##### Registros de tarea
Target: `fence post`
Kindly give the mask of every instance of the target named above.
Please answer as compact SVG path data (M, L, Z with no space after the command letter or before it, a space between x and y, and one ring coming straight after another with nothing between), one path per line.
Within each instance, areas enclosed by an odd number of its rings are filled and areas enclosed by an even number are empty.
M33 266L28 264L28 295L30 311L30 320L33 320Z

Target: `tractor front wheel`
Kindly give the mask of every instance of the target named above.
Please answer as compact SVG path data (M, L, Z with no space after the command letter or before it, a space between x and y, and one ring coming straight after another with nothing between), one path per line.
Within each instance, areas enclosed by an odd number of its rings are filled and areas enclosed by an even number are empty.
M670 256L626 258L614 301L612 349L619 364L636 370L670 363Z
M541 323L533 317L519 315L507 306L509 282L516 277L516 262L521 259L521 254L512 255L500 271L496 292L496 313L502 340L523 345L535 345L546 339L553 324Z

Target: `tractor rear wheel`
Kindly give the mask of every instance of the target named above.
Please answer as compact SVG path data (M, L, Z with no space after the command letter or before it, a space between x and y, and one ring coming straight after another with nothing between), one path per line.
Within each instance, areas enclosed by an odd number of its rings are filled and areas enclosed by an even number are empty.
##########
* La solicitud *
Presenta como lista numerada las líneas de los registros de arriba, desde el comienzo hasta la línea que contiene "M541 323L533 317L519", ambas incluidas. Omite las líneas en blanco.

* Respuesta a tarea *
1. Target: `fence post`
2. Kindly give the mask of every instance of the target named above.
3. Please answer as compact SVG path data (M, L, Z with no space after the command letter or before it, a space between x and y, and one ring coming straight after another with nothing between), one path per line.
4. Within each instance, areas enclosed by an odd number of its rings are filled and areas enclosed by an even number are empty.
5. M33 266L28 264L28 295L30 311L30 320L33 320Z
6. Target: `tractor front wheel`
7. Kindly give the mask of every instance of the target named above.
8. Please answer as compact SVG path data (M, L, Z with no space after the command letter or before it, a space between x and y, and one ring coming straight after another with nothing between), one path per line.
9. Within each instance, areas enclosed by an odd number of its rings are filled and areas enclosed by an even number are empty.
10. M670 256L626 258L614 301L612 349L619 364L636 370L670 363Z
11. M541 323L533 317L519 315L507 306L509 282L516 277L516 262L521 259L521 254L512 255L500 271L496 292L496 313L502 340L523 345L535 345L546 339L553 324Z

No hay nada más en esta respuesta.